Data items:
>> Begin
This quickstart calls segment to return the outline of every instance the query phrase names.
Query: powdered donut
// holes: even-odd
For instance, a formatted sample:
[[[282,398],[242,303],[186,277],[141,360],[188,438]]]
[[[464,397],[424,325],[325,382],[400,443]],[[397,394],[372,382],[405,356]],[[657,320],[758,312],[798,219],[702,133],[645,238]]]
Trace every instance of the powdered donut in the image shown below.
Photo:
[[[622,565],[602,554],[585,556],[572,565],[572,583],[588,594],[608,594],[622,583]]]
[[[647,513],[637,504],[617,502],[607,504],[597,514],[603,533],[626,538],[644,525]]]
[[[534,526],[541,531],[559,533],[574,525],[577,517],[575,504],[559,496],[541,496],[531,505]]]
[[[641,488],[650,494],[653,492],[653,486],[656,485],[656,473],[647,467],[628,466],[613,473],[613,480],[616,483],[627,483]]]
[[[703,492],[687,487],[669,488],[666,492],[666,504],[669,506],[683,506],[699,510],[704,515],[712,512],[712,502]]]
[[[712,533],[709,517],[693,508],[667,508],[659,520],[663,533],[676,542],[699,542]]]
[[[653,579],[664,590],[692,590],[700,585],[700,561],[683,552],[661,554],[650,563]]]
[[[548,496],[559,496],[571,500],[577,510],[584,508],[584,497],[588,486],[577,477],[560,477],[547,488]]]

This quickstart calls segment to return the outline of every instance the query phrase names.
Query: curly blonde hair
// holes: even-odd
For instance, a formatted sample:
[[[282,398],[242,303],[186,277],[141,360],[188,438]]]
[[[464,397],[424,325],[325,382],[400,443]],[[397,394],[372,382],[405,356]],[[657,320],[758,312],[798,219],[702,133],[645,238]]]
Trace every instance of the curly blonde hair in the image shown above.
>> End
YOUR TASK.
Each line of the material must be restated exactly.

SOLUTION FOR THIS PROBLEM.
This quickstart calls segment to return the outline of every instance the query phrase names.
Query: powdered donut
// holes: even-odd
For instance, a formatted sample:
[[[282,398],[242,303],[186,277],[141,360],[188,438]]]
[[[464,397],[424,325],[325,382],[400,443]],[[397,394],[372,382],[405,356]],[[657,320],[758,312],[798,219],[702,133],[645,238]]]
Trace every instance of the powdered donut in the image shown below.
Photo:
[[[622,565],[602,554],[585,556],[572,565],[572,583],[588,594],[608,594],[622,583]]]
[[[647,513],[637,504],[617,502],[607,504],[597,514],[603,533],[626,538],[644,525]]]
[[[534,526],[541,531],[559,533],[574,525],[577,517],[575,504],[559,496],[541,496],[531,505]]]
[[[641,488],[650,494],[653,492],[653,486],[656,485],[656,473],[647,467],[628,466],[613,473],[613,480],[616,483],[627,483]]]
[[[703,492],[687,487],[669,488],[666,492],[666,504],[669,506],[683,506],[699,510],[704,515],[712,512],[712,502]]]
[[[712,533],[709,517],[693,508],[667,508],[659,520],[663,533],[676,542],[699,542]]]
[[[653,579],[664,590],[692,590],[700,585],[700,561],[683,552],[661,554],[650,563]]]
[[[548,496],[559,496],[571,500],[577,510],[584,508],[584,497],[588,486],[577,477],[560,477],[547,488]]]

This quickstart calls segment to return the outline of every instance the query phrase names.
Query: curly blonde hair
// holes: even-odd
For instance, a formatted sample:
[[[282,398],[242,303],[186,277],[141,360],[188,438]]]
[[[464,397],[424,325],[325,382],[400,443]],[[397,394],[372,382],[405,356]],[[657,320],[758,312],[798,219],[702,133],[645,238]]]
Trace every instance of the curly blonde hair in the image shown above.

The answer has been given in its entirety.